Task goal :: Report every line of the records below that contains the word "surface", copying each such line in full.

======== Task input

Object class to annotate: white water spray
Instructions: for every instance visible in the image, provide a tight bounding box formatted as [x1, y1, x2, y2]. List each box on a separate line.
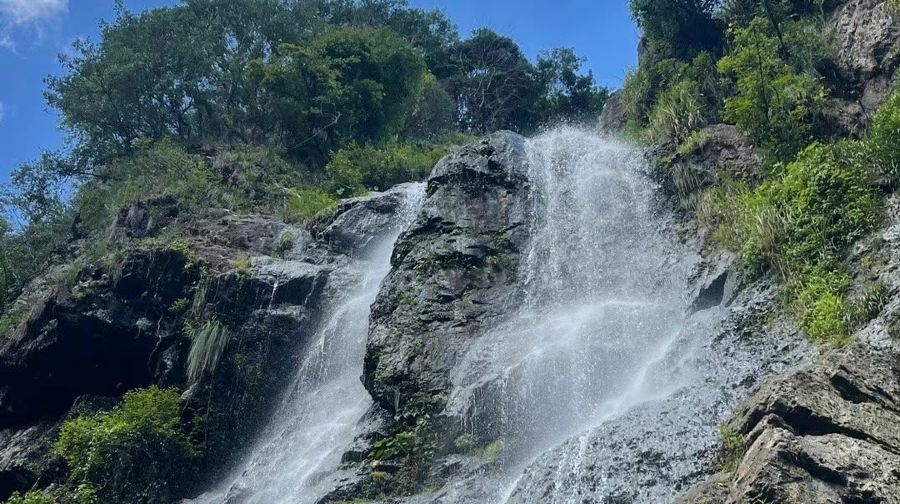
[195, 184, 425, 504]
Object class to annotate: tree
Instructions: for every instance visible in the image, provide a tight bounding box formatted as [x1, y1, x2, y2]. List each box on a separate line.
[718, 16, 825, 159]
[535, 48, 609, 122]
[263, 28, 426, 163]
[447, 28, 540, 132]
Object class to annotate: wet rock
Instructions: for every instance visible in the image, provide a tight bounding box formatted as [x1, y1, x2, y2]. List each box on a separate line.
[313, 184, 424, 254]
[0, 249, 199, 428]
[679, 344, 900, 504]
[654, 124, 760, 196]
[364, 133, 531, 424]
[506, 281, 809, 504]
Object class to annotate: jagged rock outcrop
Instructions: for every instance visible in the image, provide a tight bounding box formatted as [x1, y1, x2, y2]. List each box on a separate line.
[823, 0, 900, 137]
[831, 0, 900, 115]
[678, 344, 900, 504]
[599, 90, 628, 135]
[651, 124, 761, 197]
[364, 133, 531, 426]
[0, 188, 412, 500]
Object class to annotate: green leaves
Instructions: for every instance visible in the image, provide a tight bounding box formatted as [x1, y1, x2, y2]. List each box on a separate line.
[718, 17, 825, 160]
[53, 385, 196, 503]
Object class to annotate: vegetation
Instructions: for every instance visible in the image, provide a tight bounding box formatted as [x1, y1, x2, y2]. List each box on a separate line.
[187, 319, 231, 382]
[5, 490, 56, 504]
[719, 425, 747, 472]
[53, 386, 196, 503]
[623, 0, 900, 345]
[0, 0, 608, 322]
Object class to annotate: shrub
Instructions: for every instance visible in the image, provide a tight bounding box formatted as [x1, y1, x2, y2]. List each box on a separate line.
[187, 319, 231, 382]
[649, 79, 706, 143]
[325, 141, 449, 197]
[718, 17, 825, 160]
[736, 142, 880, 276]
[53, 386, 196, 503]
[785, 267, 852, 345]
[281, 186, 337, 224]
[867, 91, 900, 187]
[5, 490, 56, 504]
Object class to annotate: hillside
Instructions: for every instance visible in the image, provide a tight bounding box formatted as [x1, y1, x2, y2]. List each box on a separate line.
[0, 0, 900, 504]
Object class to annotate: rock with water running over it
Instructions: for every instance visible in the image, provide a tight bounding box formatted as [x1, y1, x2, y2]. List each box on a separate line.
[364, 132, 531, 426]
[678, 344, 900, 504]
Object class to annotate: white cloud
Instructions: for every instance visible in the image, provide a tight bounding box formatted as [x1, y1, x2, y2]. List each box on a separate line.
[0, 0, 69, 49]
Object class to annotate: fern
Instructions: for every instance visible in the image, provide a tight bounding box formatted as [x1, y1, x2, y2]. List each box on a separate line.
[187, 319, 231, 382]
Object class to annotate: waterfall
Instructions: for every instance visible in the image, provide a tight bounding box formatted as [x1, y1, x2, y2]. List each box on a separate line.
[194, 184, 425, 504]
[197, 127, 752, 504]
[446, 127, 695, 502]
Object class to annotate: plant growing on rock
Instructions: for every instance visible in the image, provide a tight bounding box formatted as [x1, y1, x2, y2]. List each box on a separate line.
[53, 385, 197, 504]
[4, 490, 56, 504]
[187, 319, 231, 382]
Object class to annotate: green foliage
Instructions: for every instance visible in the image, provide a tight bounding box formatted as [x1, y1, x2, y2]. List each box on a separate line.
[53, 386, 196, 503]
[4, 490, 56, 504]
[281, 186, 337, 224]
[484, 439, 506, 462]
[325, 140, 450, 197]
[785, 267, 852, 345]
[622, 52, 722, 138]
[262, 28, 426, 162]
[535, 48, 609, 123]
[187, 319, 231, 382]
[867, 88, 900, 188]
[719, 425, 747, 472]
[447, 28, 540, 133]
[719, 17, 825, 160]
[629, 0, 722, 58]
[649, 79, 705, 143]
[453, 434, 475, 453]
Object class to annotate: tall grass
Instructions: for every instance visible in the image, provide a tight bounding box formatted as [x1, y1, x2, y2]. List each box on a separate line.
[187, 319, 231, 383]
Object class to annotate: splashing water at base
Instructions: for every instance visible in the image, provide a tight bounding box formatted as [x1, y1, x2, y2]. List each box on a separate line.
[450, 127, 693, 502]
[193, 184, 425, 504]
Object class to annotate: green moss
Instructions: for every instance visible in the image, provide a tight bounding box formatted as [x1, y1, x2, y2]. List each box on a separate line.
[453, 434, 475, 453]
[5, 490, 54, 504]
[53, 386, 196, 503]
[482, 439, 506, 462]
[719, 425, 747, 472]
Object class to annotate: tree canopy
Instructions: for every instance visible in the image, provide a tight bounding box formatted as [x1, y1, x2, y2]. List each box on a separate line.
[0, 0, 608, 316]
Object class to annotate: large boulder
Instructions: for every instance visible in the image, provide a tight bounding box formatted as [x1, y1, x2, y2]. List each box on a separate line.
[678, 344, 900, 504]
[829, 0, 900, 120]
[313, 184, 426, 254]
[363, 132, 532, 426]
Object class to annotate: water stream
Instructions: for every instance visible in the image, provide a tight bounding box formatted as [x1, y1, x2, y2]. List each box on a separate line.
[199, 127, 744, 504]
[194, 184, 425, 504]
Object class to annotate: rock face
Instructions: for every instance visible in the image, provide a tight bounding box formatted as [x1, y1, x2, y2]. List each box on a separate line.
[678, 344, 900, 504]
[0, 188, 414, 501]
[364, 133, 531, 426]
[829, 0, 900, 126]
[651, 124, 760, 197]
[599, 91, 628, 135]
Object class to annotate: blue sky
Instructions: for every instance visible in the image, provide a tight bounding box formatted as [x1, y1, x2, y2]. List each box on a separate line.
[0, 0, 638, 183]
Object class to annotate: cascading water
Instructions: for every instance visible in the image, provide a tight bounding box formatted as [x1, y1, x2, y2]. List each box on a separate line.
[198, 127, 790, 504]
[446, 128, 708, 502]
[195, 184, 425, 504]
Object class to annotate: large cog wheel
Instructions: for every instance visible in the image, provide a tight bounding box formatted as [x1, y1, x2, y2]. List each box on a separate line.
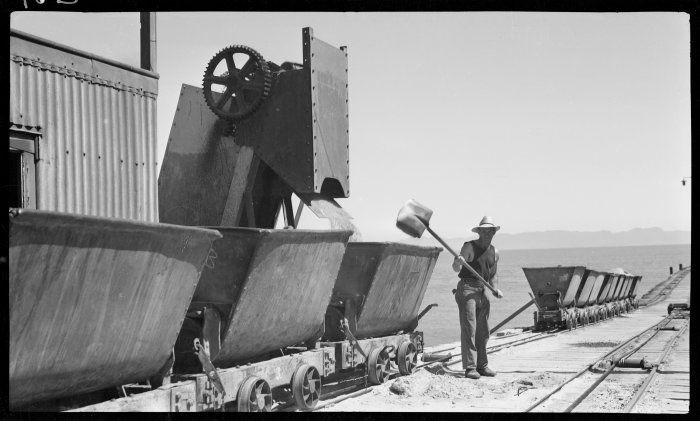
[202, 45, 272, 122]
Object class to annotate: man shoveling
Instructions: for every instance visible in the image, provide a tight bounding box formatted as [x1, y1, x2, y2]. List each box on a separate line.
[452, 216, 503, 379]
[396, 199, 504, 379]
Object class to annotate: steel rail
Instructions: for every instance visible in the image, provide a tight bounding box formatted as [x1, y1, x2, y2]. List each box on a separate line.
[623, 323, 690, 413]
[302, 267, 690, 412]
[524, 315, 672, 412]
[442, 330, 559, 367]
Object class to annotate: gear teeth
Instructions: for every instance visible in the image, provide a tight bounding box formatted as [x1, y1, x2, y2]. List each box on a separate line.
[202, 45, 272, 122]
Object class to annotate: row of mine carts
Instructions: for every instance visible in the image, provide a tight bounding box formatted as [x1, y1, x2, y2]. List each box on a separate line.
[9, 209, 441, 412]
[523, 266, 642, 330]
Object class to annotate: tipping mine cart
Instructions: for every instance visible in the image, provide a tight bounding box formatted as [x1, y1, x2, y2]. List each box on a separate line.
[576, 269, 605, 325]
[523, 266, 586, 330]
[320, 242, 442, 384]
[9, 209, 221, 410]
[70, 28, 364, 411]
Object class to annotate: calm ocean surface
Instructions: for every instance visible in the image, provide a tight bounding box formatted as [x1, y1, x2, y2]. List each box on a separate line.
[418, 238, 690, 346]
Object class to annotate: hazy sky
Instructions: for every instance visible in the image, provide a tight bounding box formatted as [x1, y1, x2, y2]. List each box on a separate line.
[11, 12, 691, 240]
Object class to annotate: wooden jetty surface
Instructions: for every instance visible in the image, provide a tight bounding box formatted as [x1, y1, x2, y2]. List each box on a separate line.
[319, 272, 691, 413]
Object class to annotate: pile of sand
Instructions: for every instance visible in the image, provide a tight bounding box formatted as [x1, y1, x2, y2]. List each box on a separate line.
[324, 367, 566, 411]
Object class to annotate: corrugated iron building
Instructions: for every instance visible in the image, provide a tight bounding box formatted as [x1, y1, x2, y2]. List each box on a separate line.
[5, 30, 158, 222]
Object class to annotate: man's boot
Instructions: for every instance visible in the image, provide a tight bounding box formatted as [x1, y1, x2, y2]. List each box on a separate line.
[477, 366, 496, 377]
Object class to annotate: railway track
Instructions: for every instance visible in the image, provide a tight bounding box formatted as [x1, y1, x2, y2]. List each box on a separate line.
[300, 268, 690, 412]
[525, 312, 689, 412]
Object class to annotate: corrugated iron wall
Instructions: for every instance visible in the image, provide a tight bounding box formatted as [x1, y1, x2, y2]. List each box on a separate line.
[10, 30, 158, 222]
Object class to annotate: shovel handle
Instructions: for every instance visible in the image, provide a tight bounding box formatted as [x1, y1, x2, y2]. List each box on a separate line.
[421, 220, 498, 294]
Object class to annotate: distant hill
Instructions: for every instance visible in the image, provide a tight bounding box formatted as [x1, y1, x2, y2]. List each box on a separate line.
[402, 227, 690, 250]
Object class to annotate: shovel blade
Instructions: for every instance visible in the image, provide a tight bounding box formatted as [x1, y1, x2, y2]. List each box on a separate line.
[396, 199, 433, 238]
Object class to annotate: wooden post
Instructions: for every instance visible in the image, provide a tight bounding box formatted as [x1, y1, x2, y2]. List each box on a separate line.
[139, 12, 156, 72]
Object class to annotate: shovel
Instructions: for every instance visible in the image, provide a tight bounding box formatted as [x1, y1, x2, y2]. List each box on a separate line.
[396, 199, 503, 297]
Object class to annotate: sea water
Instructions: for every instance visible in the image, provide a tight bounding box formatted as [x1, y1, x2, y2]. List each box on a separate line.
[417, 243, 690, 346]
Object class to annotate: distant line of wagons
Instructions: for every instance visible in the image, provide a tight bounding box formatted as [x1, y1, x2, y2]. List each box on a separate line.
[523, 266, 642, 330]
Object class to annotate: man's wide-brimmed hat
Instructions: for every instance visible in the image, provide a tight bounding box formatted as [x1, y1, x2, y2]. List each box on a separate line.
[472, 216, 501, 232]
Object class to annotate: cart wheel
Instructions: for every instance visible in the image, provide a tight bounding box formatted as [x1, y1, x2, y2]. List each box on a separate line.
[292, 364, 321, 410]
[367, 348, 391, 384]
[396, 341, 418, 376]
[236, 376, 272, 412]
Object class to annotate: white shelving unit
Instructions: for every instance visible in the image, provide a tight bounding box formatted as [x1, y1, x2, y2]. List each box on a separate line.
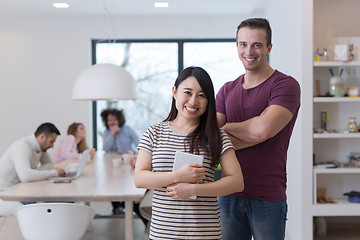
[312, 61, 360, 217]
[313, 168, 360, 216]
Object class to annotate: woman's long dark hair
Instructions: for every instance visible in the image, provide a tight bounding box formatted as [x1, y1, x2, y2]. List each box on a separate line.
[164, 67, 222, 166]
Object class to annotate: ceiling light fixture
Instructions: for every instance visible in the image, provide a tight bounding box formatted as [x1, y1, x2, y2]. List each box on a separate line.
[72, 63, 137, 101]
[154, 2, 169, 7]
[53, 3, 70, 8]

================

Result of the exercise ::
Object class to annotate: calm ocean surface
Object class to annotate: wooden jetty surface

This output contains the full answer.